━━━ ИСХОДНЫЙ ОТРЫВОК ━━━

Итак, в добрый час. Никто не должен давать приют у себя, скрывать, отправлять в другое место или давать себя подкупить деньгами; всякого, кто будет изобличен в том, что он спас или оказал помощь или только знал об этом, мы, не принимая во внимание никаких отговорок и просьб о прошении, включаем в проскрипционные списки. Головы убитых пусть приносят к нам за вознаграждение в 25000 аттических драхм за каждую, если приносящий - свободнорожденный, если же - раб, то получит свободу, 10000 аттических драхм и гражданские права своего господина. Те же награды назначаются и доносчикам. Никто из получающих награды не будет вноситься в наши записи, и имя его останется неизвестным".
Таково было проскрипционное объявление триумвиров, если перевести его с латинского языка на греческий.
Два брата, по имени Лигарии, совместно приговоренные к смерти, скрывались под печкой, пока рабы их не открыли, и один из них был тотчас же умерщвлен, а другой убежал: узнав о гибели брата, он бросился с моста в воду. Когда рыбаки вытащили его, думая, что он не нарочно бросился, а случайно упал в воду, он долго сопротивлялся и порывался снова идти к реке. Но, так как рыбаки одержали верх над ним, он, стараясь избавиться от них, сказал: "Вы не меня спасаете, а самих себя губите вместе со мною, помещенным в списке". Однако рыбаки из жалости к нему и теперь старались его спасти, пока какие-то солдаты, охранявшие мост, заметили это, прибежали и отрубили ему голову. Из двух других братьев один бросился в реку; раб искал его труп в течение пяти дней; найдя и увидев, что его можно еще признать по чертам лица, отрубил ему голову ради награды. Второго брата, скрывавшегося в яме с навозом, выдал другой раб: убийцы, брезгуя войти в яму, копьями стали колоть его и выгнали из ямы, отсекли голову, как он был, даже не обмыв ее. Еще один человек в тот момент, когда брат его был задержан, подбежав и не зная, что сам он осужден вместе с ним, сказал: "Убейте меня раньше него". На это центурион, имевший при себе точный список, заметил: "Ты требуешь справедливого; ведь ты помещен ранее его". С этими словами он, согласно предписанному порядку умертвил обоих, одного за другим. Таковы примеры поведения братьев.

━━━

**ЗАДАНИЯ К УПРАЖНЕНИЮ:**
**a)** Что, по отрывку о проскрипциях, получит раб, который принесет голову убитого?
**b)** Продублируйте из отрывка о проскрипциях фрагмент, начиная со слов «Итак, в добрый» и продолжая до слов «языка на греческий.».

━━━ СОДЕРЖИМОЕ НАБОРА ДАННЫХ ━━━

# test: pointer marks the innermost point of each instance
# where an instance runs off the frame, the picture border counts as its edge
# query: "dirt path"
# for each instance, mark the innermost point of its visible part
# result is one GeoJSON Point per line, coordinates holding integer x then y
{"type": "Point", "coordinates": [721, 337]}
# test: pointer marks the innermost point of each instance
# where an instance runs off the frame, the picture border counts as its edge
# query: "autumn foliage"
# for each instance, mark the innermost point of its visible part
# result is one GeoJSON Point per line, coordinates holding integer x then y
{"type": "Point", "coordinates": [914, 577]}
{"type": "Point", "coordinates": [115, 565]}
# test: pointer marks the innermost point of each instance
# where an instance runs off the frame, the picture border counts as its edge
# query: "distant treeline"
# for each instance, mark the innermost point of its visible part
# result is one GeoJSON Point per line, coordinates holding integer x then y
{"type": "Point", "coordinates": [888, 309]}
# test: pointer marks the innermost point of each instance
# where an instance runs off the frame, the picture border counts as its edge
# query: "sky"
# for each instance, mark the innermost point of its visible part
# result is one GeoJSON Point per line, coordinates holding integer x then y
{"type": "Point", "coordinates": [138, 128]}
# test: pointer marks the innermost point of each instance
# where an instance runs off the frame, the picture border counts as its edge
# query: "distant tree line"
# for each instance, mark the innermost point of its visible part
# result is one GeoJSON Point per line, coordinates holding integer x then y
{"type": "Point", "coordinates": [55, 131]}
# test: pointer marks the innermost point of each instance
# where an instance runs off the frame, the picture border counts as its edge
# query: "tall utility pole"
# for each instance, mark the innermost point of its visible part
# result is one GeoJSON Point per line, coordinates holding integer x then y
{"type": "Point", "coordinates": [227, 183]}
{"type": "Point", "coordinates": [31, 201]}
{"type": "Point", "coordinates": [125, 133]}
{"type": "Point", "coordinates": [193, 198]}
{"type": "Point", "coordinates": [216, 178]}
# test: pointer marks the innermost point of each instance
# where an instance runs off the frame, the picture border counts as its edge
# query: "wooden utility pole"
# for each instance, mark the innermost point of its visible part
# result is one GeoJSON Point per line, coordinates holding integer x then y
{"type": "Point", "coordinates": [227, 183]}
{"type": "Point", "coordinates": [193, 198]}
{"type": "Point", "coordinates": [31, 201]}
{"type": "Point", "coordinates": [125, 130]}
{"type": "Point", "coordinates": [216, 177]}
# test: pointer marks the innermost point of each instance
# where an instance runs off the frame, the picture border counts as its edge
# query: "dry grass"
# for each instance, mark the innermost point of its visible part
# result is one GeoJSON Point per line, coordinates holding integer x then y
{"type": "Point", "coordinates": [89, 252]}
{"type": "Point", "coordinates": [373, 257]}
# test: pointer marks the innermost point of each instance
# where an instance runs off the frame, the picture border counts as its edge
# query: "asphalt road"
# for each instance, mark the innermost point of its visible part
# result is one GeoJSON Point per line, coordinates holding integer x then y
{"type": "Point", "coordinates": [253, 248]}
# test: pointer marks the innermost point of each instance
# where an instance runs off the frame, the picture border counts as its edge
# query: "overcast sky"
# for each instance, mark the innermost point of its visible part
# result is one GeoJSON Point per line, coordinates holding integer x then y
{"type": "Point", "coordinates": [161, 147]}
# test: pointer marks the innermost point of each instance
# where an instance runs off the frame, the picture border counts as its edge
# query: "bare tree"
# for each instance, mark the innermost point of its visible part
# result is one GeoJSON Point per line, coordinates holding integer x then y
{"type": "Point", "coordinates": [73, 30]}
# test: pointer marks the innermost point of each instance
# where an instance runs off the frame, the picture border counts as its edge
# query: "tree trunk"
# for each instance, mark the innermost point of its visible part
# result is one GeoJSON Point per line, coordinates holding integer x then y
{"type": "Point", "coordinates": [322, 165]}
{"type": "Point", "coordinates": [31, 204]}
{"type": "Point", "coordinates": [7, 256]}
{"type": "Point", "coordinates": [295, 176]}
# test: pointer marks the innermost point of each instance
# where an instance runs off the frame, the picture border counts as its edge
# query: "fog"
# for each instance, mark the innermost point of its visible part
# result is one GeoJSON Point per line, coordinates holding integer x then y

━━━

**РЕЗУЛЬТАТЫ ЗАДАНИЙ:**
**a)** Свободу, 10000 аттических драхм и гражданские права своего господина.

**b)**
Итак, в добрый час. Никто не должен давать приют у себя, скрывать, отправлять в другое место или давать себя подкупить деньгами; всякого, кто будет изобличен в том, что он спас или оказал помощь или только знал об этом, мы, не принимая во внимание никаких отговорок и просьб о прошении, включаем в проскрипционные списки. Головы убитых пусть приносят к нам за вознаграждение в 25000 аттических драхм за каждую, если приносящий - свободнорожденный, если же - раб, то получит свободу, 10000 аттических драхм и гражданские права своего господина. Те же награды назначаются и доносчикам. Никто из получающих награды не будет вноситься в наши записи, и имя его останется неизвестным".
Таково было проскрипционное объявление триумвиров, если перевести его с латинского языка на греческий.